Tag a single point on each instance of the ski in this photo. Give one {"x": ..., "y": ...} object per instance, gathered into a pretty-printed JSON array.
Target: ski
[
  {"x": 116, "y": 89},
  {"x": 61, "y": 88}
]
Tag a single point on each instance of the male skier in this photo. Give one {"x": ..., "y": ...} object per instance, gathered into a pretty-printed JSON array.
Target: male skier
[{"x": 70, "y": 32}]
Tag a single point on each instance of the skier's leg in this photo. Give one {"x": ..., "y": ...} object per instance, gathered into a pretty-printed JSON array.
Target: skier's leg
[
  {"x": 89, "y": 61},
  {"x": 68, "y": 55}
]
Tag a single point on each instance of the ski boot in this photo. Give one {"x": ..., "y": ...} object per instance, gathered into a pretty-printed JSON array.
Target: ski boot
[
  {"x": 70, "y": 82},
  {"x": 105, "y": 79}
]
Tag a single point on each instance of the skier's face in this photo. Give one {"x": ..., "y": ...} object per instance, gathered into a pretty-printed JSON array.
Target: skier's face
* * * * * * *
Work to be completed: Give back exactly the lines running from the line containing "Tag a single point on each instance of the male" through the end of the material above, both included, and nothing beyond them.

The output:
Tag a single point on each instance of the male skier in this photo. Give one {"x": ..., "y": ...} object per instance, gathered into a pretty-printed JSON array.
Target: male skier
[{"x": 70, "y": 32}]
Tag a single point on each instance of the skier's leg in this photo. Give one {"x": ..., "y": ...} object per instance, gathered into a pretty-printed JSON array.
Target: skier's leg
[
  {"x": 89, "y": 61},
  {"x": 68, "y": 55}
]
Tag a single point on each instance of the ski boot in this photo. Give one {"x": ..., "y": ...} object per instance, gathered into a pretty-printed JSON array.
Target: ski boot
[
  {"x": 70, "y": 82},
  {"x": 105, "y": 79}
]
Tag a single point on each instance of the skier's face in this photo. Give one {"x": ..., "y": ...} object per instance, gathered into a pretty-printed JSON array.
Target: skier's face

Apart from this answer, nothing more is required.